Redimensione el tramo que empieza en la línea que contiene "Mark every instance of the drawer handle" y termina al final de las líneas, ambos extremos incluidos. Reprodúzcalo completo y multiplique por 0,55 solo las coordenadas que siguen a cada línea que comienza con "Target:", redondeando a enteros y las mitades hacia arriba.
::::::::
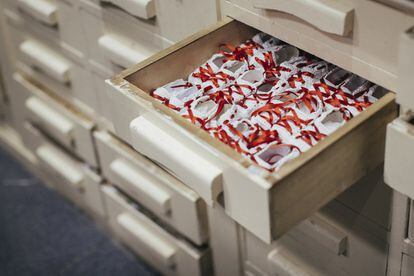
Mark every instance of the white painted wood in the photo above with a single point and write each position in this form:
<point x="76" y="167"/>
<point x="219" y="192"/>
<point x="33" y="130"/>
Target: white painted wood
<point x="123" y="51"/>
<point x="60" y="125"/>
<point x="144" y="9"/>
<point x="59" y="163"/>
<point x="43" y="10"/>
<point x="405" y="95"/>
<point x="332" y="16"/>
<point x="148" y="239"/>
<point x="187" y="214"/>
<point x="146" y="188"/>
<point x="189" y="166"/>
<point x="399" y="158"/>
<point x="42" y="57"/>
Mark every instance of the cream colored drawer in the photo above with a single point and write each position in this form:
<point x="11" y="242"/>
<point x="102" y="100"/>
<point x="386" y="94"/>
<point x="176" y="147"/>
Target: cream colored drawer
<point x="335" y="241"/>
<point x="44" y="61"/>
<point x="399" y="156"/>
<point x="163" y="195"/>
<point x="174" y="19"/>
<point x="407" y="267"/>
<point x="112" y="45"/>
<point x="57" y="18"/>
<point x="266" y="204"/>
<point x="72" y="178"/>
<point x="367" y="48"/>
<point x="167" y="253"/>
<point x="57" y="118"/>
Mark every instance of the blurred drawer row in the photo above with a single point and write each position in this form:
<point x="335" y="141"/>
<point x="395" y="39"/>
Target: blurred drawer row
<point x="335" y="241"/>
<point x="266" y="204"/>
<point x="166" y="250"/>
<point x="380" y="52"/>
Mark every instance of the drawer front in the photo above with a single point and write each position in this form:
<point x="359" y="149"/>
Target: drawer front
<point x="70" y="177"/>
<point x="170" y="19"/>
<point x="57" y="18"/>
<point x="159" y="133"/>
<point x="167" y="198"/>
<point x="398" y="155"/>
<point x="346" y="37"/>
<point x="57" y="118"/>
<point x="44" y="61"/>
<point x="405" y="96"/>
<point x="112" y="45"/>
<point x="322" y="245"/>
<point x="407" y="267"/>
<point x="168" y="254"/>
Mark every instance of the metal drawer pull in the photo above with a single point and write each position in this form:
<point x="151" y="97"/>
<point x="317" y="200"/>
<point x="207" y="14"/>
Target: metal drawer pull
<point x="283" y="262"/>
<point x="149" y="192"/>
<point x="118" y="49"/>
<point x="332" y="16"/>
<point x="43" y="10"/>
<point x="64" y="127"/>
<point x="148" y="239"/>
<point x="59" y="163"/>
<point x="47" y="60"/>
<point x="144" y="9"/>
<point x="188" y="165"/>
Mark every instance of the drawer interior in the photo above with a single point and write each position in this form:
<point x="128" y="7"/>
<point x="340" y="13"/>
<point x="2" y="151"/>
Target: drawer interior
<point x="299" y="187"/>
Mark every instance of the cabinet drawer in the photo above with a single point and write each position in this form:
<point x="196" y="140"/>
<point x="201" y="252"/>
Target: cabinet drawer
<point x="111" y="43"/>
<point x="70" y="177"/>
<point x="44" y="61"/>
<point x="166" y="197"/>
<point x="407" y="267"/>
<point x="167" y="253"/>
<point x="335" y="241"/>
<point x="174" y="19"/>
<point x="56" y="18"/>
<point x="267" y="204"/>
<point x="398" y="155"/>
<point x="368" y="49"/>
<point x="57" y="118"/>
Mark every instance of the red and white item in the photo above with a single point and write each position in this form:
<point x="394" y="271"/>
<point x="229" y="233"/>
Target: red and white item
<point x="268" y="100"/>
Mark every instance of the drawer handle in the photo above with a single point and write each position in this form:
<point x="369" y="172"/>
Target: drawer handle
<point x="148" y="239"/>
<point x="46" y="60"/>
<point x="63" y="127"/>
<point x="331" y="16"/>
<point x="60" y="164"/>
<point x="144" y="9"/>
<point x="44" y="10"/>
<point x="188" y="165"/>
<point x="326" y="234"/>
<point x="119" y="51"/>
<point x="143" y="185"/>
<point x="283" y="262"/>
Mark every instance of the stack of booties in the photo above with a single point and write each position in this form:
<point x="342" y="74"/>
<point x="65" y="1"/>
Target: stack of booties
<point x="268" y="100"/>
::::::::
(Respuesta al ejercicio):
Mark every instance of the drawer handle in the photo above with a single point and write each position in this form:
<point x="369" y="172"/>
Target: drawer handle
<point x="81" y="131"/>
<point x="25" y="33"/>
<point x="35" y="70"/>
<point x="182" y="9"/>
<point x="33" y="90"/>
<point x="79" y="5"/>
<point x="24" y="6"/>
<point x="103" y="91"/>
<point x="179" y="129"/>
<point x="65" y="28"/>
<point x="79" y="102"/>
<point x="156" y="144"/>
Mark every instance of the stack of booties in the photo above with a single point and write each position in this form:
<point x="342" y="74"/>
<point x="65" y="1"/>
Target: stack of booties
<point x="147" y="55"/>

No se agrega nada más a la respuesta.